YOUR GOAL
Type out the full set of entries again, unchanged.

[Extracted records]
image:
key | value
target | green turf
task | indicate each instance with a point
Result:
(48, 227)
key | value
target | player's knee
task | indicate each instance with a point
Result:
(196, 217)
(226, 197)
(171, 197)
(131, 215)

RESULT
image:
key | value
target | green turf
task | indicate each instance with a point
Result:
(48, 227)
key | value
target | player's knee
task | indicate each instance with a point
Result:
(196, 217)
(226, 197)
(171, 197)
(131, 215)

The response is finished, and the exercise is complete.